▶ EXERCISE:
Show each line of the material containing the word "komainu", with case counting.

**********

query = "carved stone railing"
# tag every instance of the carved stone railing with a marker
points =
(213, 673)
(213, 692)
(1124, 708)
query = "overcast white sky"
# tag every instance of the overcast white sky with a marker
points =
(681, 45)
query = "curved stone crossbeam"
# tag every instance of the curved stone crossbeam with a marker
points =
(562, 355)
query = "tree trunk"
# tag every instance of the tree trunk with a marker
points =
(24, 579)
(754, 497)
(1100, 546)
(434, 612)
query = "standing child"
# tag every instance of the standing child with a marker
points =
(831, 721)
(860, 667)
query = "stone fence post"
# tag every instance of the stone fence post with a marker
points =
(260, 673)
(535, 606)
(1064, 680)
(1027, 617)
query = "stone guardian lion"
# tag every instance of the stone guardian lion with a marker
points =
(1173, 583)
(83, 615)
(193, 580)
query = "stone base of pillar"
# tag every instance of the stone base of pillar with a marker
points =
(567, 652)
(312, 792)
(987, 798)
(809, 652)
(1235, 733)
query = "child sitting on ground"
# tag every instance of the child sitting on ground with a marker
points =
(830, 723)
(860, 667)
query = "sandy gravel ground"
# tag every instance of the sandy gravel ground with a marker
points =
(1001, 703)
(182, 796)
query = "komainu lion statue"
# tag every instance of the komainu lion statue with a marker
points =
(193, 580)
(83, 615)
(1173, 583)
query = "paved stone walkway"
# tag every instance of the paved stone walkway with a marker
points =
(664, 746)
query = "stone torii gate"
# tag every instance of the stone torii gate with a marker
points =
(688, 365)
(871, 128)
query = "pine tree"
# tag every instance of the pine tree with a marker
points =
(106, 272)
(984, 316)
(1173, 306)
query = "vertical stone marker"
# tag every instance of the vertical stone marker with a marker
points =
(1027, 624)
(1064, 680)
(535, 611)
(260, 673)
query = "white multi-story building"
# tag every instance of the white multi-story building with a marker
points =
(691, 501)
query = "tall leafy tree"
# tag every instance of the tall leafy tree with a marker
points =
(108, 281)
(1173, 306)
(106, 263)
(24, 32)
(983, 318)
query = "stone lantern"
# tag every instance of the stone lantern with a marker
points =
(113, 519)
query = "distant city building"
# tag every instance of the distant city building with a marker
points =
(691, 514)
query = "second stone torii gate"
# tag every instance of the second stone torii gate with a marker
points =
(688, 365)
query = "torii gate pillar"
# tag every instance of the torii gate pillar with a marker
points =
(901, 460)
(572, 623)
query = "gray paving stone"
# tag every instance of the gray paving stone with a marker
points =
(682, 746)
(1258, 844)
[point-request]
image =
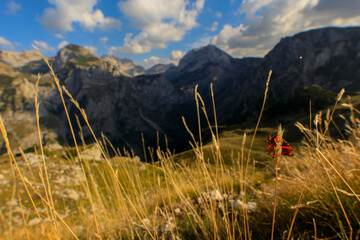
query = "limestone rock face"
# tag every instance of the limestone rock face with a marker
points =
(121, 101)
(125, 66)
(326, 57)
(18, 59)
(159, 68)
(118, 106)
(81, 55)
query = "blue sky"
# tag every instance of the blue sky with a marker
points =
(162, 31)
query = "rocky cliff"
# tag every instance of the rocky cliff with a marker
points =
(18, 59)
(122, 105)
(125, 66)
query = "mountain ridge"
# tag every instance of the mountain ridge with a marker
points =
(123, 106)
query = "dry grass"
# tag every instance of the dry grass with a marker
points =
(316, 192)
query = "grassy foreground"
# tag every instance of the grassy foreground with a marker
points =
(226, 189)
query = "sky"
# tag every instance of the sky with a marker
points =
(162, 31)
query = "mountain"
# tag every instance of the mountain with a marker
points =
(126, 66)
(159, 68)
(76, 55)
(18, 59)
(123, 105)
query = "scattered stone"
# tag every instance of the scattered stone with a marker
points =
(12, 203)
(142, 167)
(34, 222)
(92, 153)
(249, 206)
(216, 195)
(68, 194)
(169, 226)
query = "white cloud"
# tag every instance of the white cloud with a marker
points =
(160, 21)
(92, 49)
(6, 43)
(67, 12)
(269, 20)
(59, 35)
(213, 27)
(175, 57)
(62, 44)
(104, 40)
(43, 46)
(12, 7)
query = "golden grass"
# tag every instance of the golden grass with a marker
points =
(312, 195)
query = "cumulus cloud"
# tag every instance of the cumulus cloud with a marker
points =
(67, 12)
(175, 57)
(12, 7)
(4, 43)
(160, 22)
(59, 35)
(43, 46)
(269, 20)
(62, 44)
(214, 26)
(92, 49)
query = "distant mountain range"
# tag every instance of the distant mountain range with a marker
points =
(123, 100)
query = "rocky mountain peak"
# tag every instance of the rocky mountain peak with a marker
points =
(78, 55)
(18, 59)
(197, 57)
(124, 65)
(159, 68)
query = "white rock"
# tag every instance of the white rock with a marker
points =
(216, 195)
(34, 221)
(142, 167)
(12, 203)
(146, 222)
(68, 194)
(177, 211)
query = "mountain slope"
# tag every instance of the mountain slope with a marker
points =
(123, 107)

**********

▶ RESPONSE:
query = "komainu lion statue"
# tag every instance of the komainu lion statue with a marker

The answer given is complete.